● Task goal
Which lines in the data below contain the string "each"? Report every such line in full, counting only matches with the same case.

● Records for processing
--- begin ---

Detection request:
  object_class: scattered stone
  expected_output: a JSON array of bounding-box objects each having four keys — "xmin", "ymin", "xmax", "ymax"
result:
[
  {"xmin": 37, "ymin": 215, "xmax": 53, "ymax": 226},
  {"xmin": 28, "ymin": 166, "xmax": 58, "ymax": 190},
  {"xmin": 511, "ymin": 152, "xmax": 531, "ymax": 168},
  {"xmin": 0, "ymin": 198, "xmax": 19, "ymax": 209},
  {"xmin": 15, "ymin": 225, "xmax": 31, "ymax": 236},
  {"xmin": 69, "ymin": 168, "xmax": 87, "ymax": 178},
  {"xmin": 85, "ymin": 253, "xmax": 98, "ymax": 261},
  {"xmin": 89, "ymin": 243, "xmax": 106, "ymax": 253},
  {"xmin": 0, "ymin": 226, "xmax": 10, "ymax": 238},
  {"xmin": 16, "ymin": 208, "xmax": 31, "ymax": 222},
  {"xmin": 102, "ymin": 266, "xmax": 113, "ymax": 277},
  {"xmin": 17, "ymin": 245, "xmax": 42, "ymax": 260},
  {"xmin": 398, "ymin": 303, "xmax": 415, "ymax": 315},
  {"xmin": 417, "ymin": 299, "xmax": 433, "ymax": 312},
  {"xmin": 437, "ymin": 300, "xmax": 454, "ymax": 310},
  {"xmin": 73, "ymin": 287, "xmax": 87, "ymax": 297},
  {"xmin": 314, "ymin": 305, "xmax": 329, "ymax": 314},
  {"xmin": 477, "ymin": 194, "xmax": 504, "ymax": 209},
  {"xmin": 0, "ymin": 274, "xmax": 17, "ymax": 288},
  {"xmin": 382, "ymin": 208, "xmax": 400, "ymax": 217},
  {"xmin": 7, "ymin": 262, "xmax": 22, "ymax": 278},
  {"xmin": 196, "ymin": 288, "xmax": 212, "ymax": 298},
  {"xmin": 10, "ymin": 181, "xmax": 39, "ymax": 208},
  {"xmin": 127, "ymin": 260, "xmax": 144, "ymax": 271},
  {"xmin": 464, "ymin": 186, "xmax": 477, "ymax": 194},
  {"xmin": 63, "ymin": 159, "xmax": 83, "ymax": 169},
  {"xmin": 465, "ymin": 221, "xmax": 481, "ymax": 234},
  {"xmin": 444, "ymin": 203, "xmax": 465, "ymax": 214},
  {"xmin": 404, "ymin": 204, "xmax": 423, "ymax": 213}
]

--- end ---

● Result below
  expected_output: a JSON array of bounding-box objects each having four keys — "xmin", "ymin", "xmax", "ymax"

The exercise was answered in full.